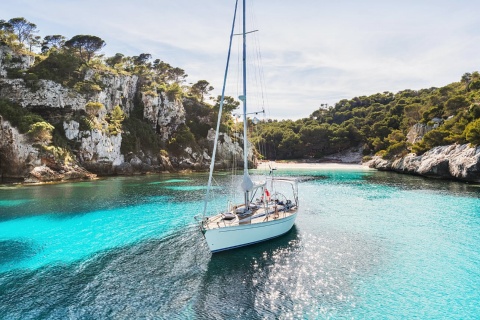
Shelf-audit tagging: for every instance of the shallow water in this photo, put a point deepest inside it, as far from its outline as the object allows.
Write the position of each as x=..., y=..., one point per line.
x=366, y=244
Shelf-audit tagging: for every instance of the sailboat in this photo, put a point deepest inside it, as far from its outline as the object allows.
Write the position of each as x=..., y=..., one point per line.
x=267, y=210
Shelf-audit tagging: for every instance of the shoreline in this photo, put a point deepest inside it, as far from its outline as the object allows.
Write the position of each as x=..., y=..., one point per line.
x=311, y=165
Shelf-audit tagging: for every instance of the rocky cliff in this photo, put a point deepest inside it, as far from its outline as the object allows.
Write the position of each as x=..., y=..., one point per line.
x=95, y=147
x=460, y=162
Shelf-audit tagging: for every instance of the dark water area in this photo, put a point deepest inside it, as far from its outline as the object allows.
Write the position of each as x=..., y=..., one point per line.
x=366, y=244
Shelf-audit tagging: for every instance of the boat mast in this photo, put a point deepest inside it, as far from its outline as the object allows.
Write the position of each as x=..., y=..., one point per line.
x=217, y=132
x=247, y=182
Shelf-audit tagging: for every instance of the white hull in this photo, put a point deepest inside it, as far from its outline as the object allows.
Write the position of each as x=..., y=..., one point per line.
x=226, y=238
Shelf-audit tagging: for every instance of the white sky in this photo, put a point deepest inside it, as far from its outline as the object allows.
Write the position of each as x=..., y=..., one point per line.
x=313, y=51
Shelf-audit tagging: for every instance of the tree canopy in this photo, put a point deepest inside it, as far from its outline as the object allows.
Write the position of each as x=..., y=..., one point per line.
x=85, y=45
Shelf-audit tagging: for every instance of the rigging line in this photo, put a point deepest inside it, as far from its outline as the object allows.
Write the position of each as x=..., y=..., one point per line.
x=219, y=114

→ ACTION ITEM:
Your answer should be each line of the data that contains the word "water", copied as it stands.

→ REPLY TO THE TASK:
Shelf-audit tagging: for every instance of the shallow water in this photo, put a point deepest inside it, as far from its outline as the object allows.
Shelf-audit tagging: for every instance of the dark water area in this photo, put a point deepest inside it, as far from its outline as the object allows.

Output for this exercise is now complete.